• _TASK BRIEF_
Write out verbatim, in the entries below, every line from the one containing "Reviewer note: every instance of the rock" through the one containing "pixel 450 8", with both of those lines included.
----------
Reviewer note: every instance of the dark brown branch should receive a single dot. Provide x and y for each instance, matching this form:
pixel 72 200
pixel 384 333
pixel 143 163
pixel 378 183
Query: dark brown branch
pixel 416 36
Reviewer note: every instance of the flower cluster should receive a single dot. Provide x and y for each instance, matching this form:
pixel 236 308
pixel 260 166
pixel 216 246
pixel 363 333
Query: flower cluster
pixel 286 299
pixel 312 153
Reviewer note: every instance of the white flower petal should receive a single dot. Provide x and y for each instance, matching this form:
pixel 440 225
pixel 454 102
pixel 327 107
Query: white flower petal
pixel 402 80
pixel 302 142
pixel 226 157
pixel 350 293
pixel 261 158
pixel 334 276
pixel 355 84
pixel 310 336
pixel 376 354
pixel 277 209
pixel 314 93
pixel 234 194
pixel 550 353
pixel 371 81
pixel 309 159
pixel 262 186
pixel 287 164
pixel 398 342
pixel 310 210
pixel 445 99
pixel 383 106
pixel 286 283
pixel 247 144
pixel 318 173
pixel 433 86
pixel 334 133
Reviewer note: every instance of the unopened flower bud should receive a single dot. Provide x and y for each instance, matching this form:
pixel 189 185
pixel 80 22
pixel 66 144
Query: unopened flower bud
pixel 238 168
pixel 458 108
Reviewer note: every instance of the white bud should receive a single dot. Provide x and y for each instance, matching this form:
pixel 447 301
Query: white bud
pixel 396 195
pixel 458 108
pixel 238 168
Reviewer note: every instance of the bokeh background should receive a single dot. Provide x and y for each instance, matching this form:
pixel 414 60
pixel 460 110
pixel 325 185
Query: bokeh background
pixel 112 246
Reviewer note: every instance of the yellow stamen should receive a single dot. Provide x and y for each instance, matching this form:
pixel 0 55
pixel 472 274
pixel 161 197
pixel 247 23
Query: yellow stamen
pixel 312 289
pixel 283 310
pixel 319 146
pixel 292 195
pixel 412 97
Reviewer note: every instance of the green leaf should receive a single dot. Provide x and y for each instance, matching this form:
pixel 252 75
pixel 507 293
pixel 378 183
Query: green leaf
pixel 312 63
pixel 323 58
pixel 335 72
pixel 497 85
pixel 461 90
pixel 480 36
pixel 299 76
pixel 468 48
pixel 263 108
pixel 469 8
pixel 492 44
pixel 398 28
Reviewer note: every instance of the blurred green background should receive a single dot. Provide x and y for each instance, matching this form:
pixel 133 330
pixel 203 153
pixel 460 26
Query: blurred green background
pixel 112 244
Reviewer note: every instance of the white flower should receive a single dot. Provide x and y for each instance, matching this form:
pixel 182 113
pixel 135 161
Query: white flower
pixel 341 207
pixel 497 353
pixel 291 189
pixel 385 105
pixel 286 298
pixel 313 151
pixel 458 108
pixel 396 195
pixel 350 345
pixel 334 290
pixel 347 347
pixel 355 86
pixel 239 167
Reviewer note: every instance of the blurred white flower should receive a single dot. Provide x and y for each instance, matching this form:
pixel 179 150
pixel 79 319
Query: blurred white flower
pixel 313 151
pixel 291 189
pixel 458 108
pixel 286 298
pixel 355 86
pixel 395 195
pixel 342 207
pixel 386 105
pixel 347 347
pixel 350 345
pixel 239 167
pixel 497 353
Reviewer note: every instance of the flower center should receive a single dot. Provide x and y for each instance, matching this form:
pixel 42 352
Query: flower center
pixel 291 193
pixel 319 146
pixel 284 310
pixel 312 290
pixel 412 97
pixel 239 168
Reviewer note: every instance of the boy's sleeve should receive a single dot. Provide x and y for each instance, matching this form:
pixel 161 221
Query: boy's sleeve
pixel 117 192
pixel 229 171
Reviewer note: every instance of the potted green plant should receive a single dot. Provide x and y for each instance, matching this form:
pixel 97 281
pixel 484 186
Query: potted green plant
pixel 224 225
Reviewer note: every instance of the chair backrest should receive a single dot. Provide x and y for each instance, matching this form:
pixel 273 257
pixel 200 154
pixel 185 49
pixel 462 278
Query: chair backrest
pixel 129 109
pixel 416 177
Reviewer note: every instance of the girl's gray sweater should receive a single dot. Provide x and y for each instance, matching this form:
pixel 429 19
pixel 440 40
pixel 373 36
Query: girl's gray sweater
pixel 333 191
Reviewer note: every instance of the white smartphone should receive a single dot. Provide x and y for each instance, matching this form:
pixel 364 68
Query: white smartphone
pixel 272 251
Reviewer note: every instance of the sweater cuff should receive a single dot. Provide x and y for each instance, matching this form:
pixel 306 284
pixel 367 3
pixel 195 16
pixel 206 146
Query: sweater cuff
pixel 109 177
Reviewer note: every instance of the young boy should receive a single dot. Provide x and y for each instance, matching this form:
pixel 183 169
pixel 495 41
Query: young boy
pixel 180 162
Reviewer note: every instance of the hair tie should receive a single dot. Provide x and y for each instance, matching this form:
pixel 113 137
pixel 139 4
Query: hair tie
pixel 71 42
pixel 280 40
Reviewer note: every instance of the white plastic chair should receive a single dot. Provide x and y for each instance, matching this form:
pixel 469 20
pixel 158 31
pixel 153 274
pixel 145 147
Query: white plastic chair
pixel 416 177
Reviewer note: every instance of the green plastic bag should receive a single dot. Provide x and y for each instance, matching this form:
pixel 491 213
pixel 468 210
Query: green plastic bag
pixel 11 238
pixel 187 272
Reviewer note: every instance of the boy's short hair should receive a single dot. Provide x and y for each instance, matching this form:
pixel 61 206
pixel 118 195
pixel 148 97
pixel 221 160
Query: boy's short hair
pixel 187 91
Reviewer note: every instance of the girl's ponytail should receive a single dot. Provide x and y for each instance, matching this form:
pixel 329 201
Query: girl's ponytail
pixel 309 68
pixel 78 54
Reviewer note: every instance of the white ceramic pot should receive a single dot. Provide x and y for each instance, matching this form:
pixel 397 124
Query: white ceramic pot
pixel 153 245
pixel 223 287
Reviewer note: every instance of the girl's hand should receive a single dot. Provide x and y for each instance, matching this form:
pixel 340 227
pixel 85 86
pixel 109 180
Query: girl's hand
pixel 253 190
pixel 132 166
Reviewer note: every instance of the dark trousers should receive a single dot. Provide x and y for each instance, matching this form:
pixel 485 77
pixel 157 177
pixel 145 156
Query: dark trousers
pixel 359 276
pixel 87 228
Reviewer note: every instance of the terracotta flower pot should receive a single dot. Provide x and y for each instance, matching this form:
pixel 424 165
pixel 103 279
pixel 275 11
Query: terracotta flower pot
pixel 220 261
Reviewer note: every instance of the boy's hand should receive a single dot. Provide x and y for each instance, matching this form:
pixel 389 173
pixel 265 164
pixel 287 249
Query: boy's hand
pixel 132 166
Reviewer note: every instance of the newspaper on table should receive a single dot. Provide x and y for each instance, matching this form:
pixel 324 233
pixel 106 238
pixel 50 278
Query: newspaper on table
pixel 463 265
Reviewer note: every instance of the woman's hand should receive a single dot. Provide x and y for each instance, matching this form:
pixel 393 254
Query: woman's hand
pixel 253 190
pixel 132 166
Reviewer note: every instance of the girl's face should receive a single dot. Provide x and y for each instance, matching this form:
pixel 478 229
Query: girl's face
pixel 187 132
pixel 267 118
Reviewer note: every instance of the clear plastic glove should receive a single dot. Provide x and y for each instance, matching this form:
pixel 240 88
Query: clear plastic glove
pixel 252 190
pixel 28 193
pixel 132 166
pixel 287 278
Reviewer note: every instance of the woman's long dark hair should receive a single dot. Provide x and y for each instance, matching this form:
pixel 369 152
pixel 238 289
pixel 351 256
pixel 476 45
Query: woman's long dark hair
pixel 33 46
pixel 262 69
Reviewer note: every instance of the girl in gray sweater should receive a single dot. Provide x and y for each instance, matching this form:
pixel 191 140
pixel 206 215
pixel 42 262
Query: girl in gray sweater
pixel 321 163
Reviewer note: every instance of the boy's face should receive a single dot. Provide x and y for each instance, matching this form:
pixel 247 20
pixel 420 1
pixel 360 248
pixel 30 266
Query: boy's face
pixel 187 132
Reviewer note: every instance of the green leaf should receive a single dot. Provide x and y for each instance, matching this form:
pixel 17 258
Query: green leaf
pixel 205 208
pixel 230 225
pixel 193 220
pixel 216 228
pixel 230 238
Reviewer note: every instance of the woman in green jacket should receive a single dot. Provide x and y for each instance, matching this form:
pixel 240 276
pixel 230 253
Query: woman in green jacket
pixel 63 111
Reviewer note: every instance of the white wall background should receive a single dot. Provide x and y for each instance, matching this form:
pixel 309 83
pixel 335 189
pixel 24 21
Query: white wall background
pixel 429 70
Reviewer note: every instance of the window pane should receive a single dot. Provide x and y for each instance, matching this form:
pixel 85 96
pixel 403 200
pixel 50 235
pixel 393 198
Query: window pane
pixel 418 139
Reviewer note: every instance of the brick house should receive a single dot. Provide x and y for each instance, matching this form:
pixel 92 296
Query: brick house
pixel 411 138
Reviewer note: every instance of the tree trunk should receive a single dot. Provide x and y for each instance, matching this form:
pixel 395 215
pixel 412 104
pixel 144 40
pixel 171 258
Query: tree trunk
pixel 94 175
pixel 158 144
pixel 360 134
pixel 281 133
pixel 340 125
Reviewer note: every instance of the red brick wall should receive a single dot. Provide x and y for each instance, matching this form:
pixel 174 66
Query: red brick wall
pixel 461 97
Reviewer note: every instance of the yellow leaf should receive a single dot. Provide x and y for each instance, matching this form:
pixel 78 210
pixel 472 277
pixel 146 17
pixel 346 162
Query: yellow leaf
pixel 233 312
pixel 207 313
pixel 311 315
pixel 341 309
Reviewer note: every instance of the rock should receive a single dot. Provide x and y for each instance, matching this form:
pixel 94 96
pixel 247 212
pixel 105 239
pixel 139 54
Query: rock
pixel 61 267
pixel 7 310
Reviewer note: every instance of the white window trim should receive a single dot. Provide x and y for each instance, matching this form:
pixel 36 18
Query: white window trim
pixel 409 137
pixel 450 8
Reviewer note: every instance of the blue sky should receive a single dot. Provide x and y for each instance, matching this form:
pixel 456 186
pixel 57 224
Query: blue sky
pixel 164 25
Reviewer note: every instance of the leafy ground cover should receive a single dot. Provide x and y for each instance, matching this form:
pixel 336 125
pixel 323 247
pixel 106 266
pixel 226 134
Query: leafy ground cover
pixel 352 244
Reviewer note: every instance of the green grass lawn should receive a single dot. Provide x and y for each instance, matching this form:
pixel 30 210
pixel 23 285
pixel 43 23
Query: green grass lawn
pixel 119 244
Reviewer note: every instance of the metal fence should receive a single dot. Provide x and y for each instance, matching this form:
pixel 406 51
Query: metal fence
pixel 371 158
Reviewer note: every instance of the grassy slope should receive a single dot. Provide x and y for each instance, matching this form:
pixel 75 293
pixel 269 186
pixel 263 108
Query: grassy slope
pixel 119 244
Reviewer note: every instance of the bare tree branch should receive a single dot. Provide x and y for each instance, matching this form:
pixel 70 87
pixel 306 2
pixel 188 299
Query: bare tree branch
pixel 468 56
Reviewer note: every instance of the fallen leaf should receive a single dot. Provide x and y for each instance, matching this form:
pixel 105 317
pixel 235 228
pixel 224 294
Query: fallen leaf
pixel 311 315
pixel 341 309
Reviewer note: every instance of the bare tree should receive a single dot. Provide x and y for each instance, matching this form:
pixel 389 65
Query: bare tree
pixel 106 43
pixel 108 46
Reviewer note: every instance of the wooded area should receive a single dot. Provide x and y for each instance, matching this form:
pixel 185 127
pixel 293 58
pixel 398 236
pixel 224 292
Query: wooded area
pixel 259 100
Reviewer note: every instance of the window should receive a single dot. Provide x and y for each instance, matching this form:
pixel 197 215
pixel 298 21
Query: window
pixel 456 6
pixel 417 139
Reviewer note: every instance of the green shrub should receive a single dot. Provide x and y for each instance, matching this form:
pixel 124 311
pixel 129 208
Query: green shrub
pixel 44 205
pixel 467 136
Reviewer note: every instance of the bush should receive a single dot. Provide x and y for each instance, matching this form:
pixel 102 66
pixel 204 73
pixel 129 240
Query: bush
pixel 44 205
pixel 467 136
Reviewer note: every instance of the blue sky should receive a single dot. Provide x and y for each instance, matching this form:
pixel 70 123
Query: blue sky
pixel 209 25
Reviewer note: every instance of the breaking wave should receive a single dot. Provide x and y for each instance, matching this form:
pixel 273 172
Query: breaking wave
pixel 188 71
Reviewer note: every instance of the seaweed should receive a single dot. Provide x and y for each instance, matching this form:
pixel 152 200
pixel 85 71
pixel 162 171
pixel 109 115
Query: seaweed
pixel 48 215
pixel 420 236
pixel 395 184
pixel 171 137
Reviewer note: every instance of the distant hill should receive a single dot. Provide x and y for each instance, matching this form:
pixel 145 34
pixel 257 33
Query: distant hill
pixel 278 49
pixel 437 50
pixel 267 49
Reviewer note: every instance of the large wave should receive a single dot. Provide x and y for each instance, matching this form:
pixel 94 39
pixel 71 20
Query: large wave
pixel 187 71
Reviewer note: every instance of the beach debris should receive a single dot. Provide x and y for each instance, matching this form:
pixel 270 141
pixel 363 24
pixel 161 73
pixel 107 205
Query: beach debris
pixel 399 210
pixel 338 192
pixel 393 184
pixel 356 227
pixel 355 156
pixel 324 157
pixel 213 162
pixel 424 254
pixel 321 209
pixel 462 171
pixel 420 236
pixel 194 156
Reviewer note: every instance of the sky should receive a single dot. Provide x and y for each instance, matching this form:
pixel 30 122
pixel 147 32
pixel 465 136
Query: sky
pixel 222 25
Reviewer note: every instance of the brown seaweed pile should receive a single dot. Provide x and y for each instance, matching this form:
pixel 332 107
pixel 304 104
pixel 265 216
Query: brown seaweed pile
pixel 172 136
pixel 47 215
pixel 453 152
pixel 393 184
----------
• _EXERCISE ANSWER_
Reviewer note: every instance of the rock should receive a single dot. Provide x and y for each instance, matching this form:
pixel 94 96
pixel 247 212
pixel 105 239
pixel 139 54
Query: rock
pixel 61 267
pixel 7 310
Reviewer note: every instance of the white window trim should receive a single dot. Provide x and y for each instance, matching this form:
pixel 36 18
Query: white window trim
pixel 409 137
pixel 450 8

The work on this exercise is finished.